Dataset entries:
▼

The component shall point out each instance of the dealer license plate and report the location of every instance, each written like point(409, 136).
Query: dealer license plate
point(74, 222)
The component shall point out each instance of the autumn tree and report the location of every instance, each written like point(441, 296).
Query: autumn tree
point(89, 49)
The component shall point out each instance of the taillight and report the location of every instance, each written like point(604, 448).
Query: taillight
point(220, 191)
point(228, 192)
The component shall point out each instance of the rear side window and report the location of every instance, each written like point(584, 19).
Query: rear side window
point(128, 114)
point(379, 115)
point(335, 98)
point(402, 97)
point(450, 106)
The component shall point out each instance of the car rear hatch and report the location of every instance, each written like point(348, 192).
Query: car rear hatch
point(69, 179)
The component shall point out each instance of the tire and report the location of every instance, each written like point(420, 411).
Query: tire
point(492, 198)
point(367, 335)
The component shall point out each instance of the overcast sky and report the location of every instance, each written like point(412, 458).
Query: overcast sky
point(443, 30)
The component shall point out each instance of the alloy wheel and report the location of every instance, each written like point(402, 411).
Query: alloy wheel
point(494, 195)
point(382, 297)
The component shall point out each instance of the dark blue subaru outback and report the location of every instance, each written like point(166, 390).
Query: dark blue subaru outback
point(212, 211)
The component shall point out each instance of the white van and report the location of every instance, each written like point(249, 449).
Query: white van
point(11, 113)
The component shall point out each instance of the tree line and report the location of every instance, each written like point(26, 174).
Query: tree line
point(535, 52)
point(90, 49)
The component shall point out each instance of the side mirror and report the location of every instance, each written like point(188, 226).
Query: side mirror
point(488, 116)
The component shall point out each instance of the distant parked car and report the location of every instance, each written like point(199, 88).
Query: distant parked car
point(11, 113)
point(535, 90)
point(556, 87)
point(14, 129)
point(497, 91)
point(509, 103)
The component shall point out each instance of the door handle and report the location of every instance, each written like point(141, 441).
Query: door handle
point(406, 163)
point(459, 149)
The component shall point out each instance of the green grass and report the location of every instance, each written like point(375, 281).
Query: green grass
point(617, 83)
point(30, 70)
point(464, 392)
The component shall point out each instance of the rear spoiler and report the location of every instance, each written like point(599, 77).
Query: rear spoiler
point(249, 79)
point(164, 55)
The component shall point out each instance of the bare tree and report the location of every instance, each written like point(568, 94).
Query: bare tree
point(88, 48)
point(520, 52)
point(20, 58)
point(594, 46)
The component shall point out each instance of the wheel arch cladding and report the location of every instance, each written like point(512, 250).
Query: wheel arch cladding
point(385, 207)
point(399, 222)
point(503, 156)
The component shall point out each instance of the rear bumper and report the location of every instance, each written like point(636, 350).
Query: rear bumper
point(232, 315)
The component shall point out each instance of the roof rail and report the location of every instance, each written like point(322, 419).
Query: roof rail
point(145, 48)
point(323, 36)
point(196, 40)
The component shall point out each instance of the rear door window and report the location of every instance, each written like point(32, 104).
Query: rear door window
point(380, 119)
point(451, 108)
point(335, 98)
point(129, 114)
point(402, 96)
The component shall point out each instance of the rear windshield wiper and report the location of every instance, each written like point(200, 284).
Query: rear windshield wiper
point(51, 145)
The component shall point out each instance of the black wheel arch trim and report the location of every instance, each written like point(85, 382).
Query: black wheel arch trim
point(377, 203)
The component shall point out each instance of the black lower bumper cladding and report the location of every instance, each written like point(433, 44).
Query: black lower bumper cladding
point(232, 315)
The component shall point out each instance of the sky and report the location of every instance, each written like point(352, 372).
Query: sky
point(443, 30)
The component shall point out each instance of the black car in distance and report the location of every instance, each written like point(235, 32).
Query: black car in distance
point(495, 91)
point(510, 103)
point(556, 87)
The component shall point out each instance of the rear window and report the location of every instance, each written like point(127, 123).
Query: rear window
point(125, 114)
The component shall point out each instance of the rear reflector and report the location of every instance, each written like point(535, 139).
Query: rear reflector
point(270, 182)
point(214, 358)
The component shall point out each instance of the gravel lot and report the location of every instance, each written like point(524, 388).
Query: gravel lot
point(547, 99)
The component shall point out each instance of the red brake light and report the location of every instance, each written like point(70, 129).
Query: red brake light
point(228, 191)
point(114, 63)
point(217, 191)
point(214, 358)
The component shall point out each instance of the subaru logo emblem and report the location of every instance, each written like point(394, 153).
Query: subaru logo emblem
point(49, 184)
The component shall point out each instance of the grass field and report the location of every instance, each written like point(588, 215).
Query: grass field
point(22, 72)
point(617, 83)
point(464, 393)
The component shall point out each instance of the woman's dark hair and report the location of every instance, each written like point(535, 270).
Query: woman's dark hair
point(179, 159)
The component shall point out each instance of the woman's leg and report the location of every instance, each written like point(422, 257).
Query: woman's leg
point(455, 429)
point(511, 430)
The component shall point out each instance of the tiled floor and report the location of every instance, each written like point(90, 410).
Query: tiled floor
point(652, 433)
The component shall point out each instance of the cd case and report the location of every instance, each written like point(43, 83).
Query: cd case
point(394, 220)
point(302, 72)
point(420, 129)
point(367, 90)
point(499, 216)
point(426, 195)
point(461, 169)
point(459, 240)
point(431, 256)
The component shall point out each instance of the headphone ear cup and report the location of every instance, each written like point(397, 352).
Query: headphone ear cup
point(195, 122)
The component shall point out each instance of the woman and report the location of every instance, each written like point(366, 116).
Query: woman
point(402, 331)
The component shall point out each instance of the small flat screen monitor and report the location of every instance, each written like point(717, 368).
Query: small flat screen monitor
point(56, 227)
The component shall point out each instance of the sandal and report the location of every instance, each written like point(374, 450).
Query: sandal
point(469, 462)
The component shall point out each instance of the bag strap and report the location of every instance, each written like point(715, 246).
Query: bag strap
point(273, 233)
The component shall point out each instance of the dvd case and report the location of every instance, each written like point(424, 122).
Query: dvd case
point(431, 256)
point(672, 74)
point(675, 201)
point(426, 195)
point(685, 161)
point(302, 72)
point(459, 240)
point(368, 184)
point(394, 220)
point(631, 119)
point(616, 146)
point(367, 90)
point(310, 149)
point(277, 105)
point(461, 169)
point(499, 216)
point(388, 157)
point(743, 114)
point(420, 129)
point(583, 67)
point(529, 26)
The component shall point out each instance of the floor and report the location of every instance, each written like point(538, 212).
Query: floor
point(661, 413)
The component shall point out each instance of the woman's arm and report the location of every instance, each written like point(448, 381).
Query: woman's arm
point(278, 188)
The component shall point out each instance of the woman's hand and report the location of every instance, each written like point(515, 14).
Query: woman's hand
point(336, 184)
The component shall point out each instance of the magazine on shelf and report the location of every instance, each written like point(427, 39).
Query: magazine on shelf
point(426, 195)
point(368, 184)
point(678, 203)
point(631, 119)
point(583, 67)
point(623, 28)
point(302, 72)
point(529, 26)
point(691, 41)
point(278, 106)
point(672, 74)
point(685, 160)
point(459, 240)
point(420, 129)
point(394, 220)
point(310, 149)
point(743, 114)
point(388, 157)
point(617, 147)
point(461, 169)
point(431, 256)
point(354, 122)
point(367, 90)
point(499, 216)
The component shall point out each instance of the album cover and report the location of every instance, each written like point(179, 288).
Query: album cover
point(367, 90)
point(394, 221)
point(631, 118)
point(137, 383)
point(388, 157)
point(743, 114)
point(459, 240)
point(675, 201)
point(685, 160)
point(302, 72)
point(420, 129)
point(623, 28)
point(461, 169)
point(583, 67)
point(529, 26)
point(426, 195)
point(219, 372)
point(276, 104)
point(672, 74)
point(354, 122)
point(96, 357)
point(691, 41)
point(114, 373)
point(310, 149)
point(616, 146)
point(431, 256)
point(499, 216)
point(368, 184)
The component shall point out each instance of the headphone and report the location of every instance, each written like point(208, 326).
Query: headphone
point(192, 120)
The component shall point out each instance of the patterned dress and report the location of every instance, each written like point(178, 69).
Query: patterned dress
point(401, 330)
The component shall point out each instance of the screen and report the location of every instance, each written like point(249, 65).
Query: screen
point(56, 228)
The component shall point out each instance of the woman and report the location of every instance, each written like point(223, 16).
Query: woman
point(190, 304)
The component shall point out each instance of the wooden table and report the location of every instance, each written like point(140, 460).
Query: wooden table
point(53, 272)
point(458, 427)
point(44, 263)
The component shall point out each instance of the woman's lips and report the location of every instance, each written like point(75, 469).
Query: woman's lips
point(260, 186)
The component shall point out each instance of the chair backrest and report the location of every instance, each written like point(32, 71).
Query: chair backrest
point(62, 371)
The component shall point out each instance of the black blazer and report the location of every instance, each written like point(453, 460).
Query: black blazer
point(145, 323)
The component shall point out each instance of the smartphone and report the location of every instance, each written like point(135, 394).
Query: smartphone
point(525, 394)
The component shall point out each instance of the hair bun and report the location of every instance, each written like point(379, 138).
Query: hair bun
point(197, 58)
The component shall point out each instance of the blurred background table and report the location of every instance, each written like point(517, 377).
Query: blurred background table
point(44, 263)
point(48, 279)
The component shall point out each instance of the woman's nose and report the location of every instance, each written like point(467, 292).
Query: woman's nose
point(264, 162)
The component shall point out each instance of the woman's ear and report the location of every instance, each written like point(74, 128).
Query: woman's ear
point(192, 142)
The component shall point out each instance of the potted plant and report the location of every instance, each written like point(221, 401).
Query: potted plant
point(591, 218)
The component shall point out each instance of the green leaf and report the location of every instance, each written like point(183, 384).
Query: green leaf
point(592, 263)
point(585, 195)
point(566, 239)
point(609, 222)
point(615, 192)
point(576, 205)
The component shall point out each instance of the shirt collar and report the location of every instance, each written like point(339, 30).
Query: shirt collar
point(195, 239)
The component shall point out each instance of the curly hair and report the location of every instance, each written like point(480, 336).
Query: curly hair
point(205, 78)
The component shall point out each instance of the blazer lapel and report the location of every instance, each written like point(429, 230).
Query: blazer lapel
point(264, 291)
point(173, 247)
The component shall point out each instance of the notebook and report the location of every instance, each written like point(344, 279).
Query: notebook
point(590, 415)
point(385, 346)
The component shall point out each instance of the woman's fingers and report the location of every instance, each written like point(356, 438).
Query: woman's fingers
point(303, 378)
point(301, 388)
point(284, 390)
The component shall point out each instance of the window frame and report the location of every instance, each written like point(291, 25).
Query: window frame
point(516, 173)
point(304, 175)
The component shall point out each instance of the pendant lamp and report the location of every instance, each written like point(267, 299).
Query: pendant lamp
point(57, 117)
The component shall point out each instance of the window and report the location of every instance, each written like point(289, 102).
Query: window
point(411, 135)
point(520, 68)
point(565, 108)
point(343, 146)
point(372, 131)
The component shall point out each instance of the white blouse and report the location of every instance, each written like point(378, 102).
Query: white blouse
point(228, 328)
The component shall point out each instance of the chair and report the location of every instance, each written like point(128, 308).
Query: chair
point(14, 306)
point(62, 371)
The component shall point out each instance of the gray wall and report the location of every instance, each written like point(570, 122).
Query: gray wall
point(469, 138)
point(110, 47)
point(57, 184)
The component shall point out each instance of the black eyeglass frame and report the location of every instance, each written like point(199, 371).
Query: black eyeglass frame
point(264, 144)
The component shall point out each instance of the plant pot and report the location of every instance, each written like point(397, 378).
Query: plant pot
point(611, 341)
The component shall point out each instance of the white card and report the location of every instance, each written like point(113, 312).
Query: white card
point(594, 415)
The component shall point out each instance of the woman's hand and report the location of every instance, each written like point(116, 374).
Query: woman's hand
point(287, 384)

▲

__WHAT TO PRODUCE__:
Render the lines of the records above as a Markdown table with the columns Row and Line, from the line with "The component shall point out each instance of the rear bumper" to the line with "point(547, 99)", both included. Leave out blank lines.

__WRITTEN RESPONSE__:
| Row | Line |
|---|---|
| 1 | The component shall point out each instance of the rear bumper and report the location of every instance, each written like point(636, 350). |
| 2 | Query: rear bumper |
| 3 | point(232, 315) |
| 4 | The component shall point out each instance of the roof rail and report the location of every instance, each written like point(322, 419). |
| 5 | Query: roof rail |
| 6 | point(145, 48) |
| 7 | point(323, 36) |
| 8 | point(196, 40) |
| 9 | The component shall point out each instance of the rear door window and report the location of every instance, each written like point(32, 104). |
| 10 | Query: rear door window |
| 11 | point(380, 119) |
| 12 | point(451, 108) |
| 13 | point(335, 98) |
| 14 | point(129, 114) |
| 15 | point(402, 96) |
| 16 | The component shall point out each instance of the rear windshield wiper and report the location of every instance, each written like point(200, 284). |
| 17 | Query: rear windshield wiper |
| 18 | point(51, 145) |
| 19 | The component shall point out each instance of the black wheel arch trim and report the location of every instance, each written like point(85, 382). |
| 20 | Query: black wheel arch trim |
| 21 | point(377, 203) |
| 22 | The component shall point out each instance of the black lower bumper cladding and report the location of every instance, each written like point(433, 44). |
| 23 | Query: black lower bumper cladding |
| 24 | point(232, 315) |
| 25 | The component shall point out each instance of the sky and report the location of every instance, each written like point(352, 372). |
| 26 | Query: sky |
| 27 | point(443, 30) |
| 28 | The component shall point out each instance of the black car in distance and report the location of every instance, each written like point(235, 32). |
| 29 | Query: black car in distance |
| 30 | point(495, 91) |
| 31 | point(510, 103) |
| 32 | point(556, 87) |
| 33 | The component shall point out each instance of the rear window and report the location of every instance, each written like point(127, 123). |
| 34 | Query: rear window |
| 35 | point(125, 114) |
| 36 | The component shall point out each instance of the rear reflector and report the location of every instance, each written like point(535, 139). |
| 37 | Query: rear reflector |
| 38 | point(270, 182) |
| 39 | point(214, 358) |
| 40 | The component shall point out each instance of the gravel lot and report the location of every instance, each written like point(524, 388). |
| 41 | Query: gravel lot |
| 42 | point(547, 99) |